» **Tarefas do exercício**:
1 - No trecho sobre o saldo de IPI, a partir da vigência de qual dispositivo legal se admite o aproveitamento desse saldo nas saídas de produtos não tributados?
2 - Retome o trecho sobre o saldo de IPI e dê continuidade a ele depois da última frase.

» **Trecho da página**:
◆ ◆ ◆ ◆ ◆ ◆ ◆

VII - Encontra, portanto, abrigo legal o aproveitamento do saldo de IPI decorrente das aquisições de matérias-primas, produtos intermediários e materiais de embalagem tributados, nas saídas de produtos não tributados no período posterior à vigência do art. 11 da Lei n. 9.779/1999.
VIII - A manutenção do acórdão embargado representa: (i) a observância da disciplina legal específica; (ii) a escorreita interpretação sistemática do aproveitamento de saldo de IPI à luz dos múltiplos níveis normativos do creditamento admitidos pela Constituição da República; e (iii) uma prestação jurisdicional alinhada com os recentes pronunciamentos do Supremo Tribunal Federal quanto à temática (e.g. PLENO, RE n. 596.614/SP, Rel. p/ o acórdão Ministro EDSON FACHIN, julgado em 25.04.2019; PLENO, Projeto de Súmula Vinculante n. 26/DF, Rel. Ministro RICARDO LEWANDOWSKI, DJe 07.05.2020 - Ata n. 340/2020; e 2ª TURMA, AgR no AgR no RE n. 379.843/PR, Rel. Ministro EDSON FACHIN, julgado em 07.03.2017).
IX - Embargos de Divergência improvidos.

◆ ◆ ◆ ◆ ◆ ◆ ◆

» **Linhas**:
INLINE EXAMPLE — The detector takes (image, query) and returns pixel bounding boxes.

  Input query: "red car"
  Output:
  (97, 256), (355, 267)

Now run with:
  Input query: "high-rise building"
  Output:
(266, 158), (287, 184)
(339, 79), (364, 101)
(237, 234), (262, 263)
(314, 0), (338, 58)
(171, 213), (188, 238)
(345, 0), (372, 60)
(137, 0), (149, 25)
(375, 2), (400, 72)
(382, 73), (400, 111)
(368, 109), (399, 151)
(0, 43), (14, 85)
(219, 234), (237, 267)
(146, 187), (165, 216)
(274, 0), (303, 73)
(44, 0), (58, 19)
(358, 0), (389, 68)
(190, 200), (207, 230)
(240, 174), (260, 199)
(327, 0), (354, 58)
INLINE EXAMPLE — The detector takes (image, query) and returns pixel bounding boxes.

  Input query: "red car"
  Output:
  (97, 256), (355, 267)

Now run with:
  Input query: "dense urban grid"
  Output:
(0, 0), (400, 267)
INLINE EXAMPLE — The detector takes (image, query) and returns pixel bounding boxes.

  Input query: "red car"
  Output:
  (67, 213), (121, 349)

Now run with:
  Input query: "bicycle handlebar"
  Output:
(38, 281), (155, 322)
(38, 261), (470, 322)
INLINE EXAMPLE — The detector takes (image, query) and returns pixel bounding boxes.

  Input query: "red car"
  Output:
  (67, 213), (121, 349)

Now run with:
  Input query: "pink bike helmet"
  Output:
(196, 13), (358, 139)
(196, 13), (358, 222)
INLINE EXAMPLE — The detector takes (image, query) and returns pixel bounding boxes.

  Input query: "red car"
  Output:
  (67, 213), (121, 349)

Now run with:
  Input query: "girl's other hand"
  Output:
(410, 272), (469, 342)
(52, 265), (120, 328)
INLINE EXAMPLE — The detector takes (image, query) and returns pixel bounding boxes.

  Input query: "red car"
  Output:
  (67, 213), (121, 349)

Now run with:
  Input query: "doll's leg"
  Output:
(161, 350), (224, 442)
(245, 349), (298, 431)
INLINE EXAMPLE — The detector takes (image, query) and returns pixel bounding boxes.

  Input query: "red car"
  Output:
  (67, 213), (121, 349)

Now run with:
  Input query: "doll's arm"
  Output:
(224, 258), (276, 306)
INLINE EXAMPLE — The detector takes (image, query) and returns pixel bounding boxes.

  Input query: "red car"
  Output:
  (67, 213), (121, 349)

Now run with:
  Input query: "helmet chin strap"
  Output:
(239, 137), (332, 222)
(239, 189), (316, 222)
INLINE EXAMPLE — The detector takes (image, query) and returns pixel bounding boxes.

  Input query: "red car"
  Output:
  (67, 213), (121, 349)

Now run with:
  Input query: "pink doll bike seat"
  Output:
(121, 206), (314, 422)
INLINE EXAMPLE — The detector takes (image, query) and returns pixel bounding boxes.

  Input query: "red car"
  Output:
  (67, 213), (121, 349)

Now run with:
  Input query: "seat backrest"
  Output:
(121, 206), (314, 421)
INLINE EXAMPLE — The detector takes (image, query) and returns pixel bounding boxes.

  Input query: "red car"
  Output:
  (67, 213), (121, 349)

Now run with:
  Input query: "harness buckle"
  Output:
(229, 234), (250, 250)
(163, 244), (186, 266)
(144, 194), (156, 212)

◆ ◆ ◆ ◆ ◆ ◆ ◆

» **Respostas do exercício**:
1 - Do art. 11 da Lei n. 9.779/1999.

2 -
(EREsp n. 1.213.143/RS, relatora Ministra Assusete Magalhães, relatora para acórdão Ministra Regina Helena Costa, Primeira Seção, julgado em 2/12/2021, DJe de 1/2/2022.)
No caso, a impetrante é empresa que tem como objeto social a industrialização e a produção de jornal (fls. 48 dos autos físicos), sendo alcançada pela imunidade constitucional prevista no 150, VI, “d”:
“Art. 150. Sem prejuízo de outras garantias asseguradas ao contribuinte, é vedado à União, aos Estados, ao Distrito Federal e aos Municípios:
(...)
VI - instituir impostos sobre: (Vide Emenda Constitucional nº 3, de 1993)
(...)
d) livros, jornais, periódicos e o papel destinado a sua impressão”.
Por fim, alega a impetrada que não haveria direito à correção monetária e juros. Para fundamentar essa alegação, juntou precedente do STJ relativo a operação escritural de ICMS.
Contudo, no caso dos autos, está se tratando de restituição de tributo efetivamente recolhido, e não de técnica de contabilização para efeito de equação entre débitos e créditos.
Dessa forma, a segurança deve ser concedida parcialmente.
Repetição em MS (e razões pelas quais entendo possível a repetição de valores recolhidos anteriormente à impetração do mandado de segurança).
Dispõem as Súmulas 269 e 271 do STF:
Súmula 269: O mandado de segurança não é substitutivo de ação de cobrança.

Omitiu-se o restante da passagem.